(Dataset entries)
============

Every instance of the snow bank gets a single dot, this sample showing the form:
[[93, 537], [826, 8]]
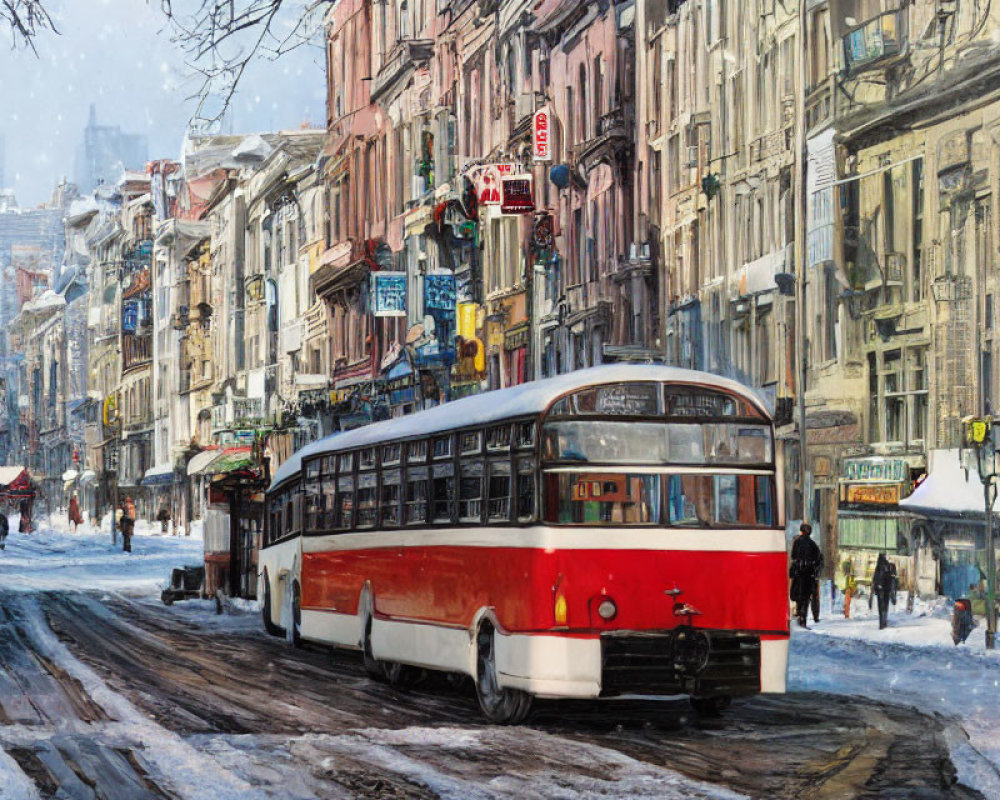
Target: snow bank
[[54, 560], [912, 662]]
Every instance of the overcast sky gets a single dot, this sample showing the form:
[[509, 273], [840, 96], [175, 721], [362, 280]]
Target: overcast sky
[[117, 54]]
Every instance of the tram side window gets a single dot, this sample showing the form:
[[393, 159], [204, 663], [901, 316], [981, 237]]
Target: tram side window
[[525, 435], [498, 509], [390, 498], [444, 493], [470, 492], [602, 498], [313, 502], [720, 501], [345, 493], [498, 438], [367, 500], [416, 496], [329, 490], [525, 490]]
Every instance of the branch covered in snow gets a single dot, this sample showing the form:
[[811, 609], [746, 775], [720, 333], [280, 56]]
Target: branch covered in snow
[[27, 19], [221, 38]]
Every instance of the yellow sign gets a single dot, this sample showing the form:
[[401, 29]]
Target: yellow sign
[[882, 495], [980, 430], [467, 320]]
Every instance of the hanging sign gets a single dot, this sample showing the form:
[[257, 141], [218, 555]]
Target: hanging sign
[[389, 294], [517, 196], [541, 142]]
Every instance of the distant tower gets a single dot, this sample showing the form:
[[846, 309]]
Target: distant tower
[[104, 150]]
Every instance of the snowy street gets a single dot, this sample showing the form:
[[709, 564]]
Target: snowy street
[[105, 692]]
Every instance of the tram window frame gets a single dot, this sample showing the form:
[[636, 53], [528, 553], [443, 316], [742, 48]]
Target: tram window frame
[[470, 472], [328, 489], [444, 471], [367, 482], [416, 451], [526, 468], [390, 479], [446, 452], [499, 468], [419, 474], [367, 459], [345, 463], [470, 443], [345, 492], [392, 454], [529, 427], [498, 438]]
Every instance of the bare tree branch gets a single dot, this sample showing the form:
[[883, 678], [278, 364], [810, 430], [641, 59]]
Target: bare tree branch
[[221, 38], [27, 19]]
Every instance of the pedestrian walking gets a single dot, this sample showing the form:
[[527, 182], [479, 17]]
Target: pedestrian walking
[[807, 561], [163, 515], [850, 586], [884, 585], [75, 517], [127, 527]]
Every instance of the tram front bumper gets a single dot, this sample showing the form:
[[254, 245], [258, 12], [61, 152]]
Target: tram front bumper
[[680, 661]]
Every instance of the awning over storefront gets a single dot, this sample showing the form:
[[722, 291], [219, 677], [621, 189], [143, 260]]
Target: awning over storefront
[[159, 475], [232, 459], [947, 490], [202, 460]]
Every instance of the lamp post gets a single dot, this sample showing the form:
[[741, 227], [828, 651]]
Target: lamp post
[[981, 436]]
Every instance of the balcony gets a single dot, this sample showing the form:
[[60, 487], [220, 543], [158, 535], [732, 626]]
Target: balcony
[[612, 140], [136, 351], [401, 62], [876, 42]]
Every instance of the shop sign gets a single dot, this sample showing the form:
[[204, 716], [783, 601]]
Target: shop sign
[[873, 494], [389, 294], [541, 145], [439, 292], [517, 195], [489, 179], [876, 469]]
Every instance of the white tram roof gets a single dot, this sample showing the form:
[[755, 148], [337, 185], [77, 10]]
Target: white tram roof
[[526, 399]]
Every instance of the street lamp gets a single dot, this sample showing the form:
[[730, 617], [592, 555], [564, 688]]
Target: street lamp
[[981, 436]]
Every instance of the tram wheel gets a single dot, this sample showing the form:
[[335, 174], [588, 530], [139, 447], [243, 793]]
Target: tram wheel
[[711, 706], [265, 611], [296, 615], [501, 706], [374, 667]]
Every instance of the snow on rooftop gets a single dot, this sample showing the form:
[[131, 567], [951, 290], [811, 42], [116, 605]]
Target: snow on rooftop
[[528, 398], [947, 489]]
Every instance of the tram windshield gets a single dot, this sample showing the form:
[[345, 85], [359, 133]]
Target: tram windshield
[[614, 442]]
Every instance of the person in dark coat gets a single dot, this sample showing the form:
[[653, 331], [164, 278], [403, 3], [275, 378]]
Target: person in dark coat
[[806, 562], [127, 526], [884, 584]]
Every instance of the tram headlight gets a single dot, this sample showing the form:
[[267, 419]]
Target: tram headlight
[[560, 609], [607, 609]]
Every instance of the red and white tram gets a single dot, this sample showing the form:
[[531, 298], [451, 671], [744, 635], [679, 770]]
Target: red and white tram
[[611, 531]]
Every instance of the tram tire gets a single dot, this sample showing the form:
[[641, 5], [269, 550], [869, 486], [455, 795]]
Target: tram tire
[[500, 706], [265, 611], [374, 667], [296, 615], [711, 706]]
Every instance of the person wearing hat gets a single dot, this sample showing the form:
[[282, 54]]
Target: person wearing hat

============

▶ [WRITTEN EXERCISE]
Copy the lines of the dataset entries above word for word, starting at the line that contains "Every instance of the tram windshield" and continuing through the last line of the entries.

▶ [SOLUTION FOR THIS EXERCISE]
Every instance of the tram windshield gets a single dot, this sample showing the form:
[[345, 85], [359, 133]]
Target: tram windshield
[[614, 442]]
Every instance of the person in dark coat gets a single dot, this sample showing the form:
[[653, 331], [164, 278], [403, 3], [275, 378]]
Target: person in dark coat
[[806, 562], [127, 526], [884, 584]]
Every instance of the tram headlight gets a single dot, this sample showing the form:
[[267, 419]]
Target: tram headlight
[[560, 609], [607, 609]]
Every instance of the red and white tram gets a single dot, this sample showing the form:
[[531, 298], [451, 671], [744, 635], [679, 770]]
Target: red and white tram
[[611, 531]]
Every instance of the tram tire gets a single dot, this sample showing the form:
[[641, 5], [269, 550], [869, 486], [455, 795]]
Target: tram tire
[[500, 706], [265, 611], [374, 667], [296, 615], [711, 706]]
Every instance of the person wearing hat gets a single dot, this sample showing the form:
[[282, 54]]
Target: person wearing hat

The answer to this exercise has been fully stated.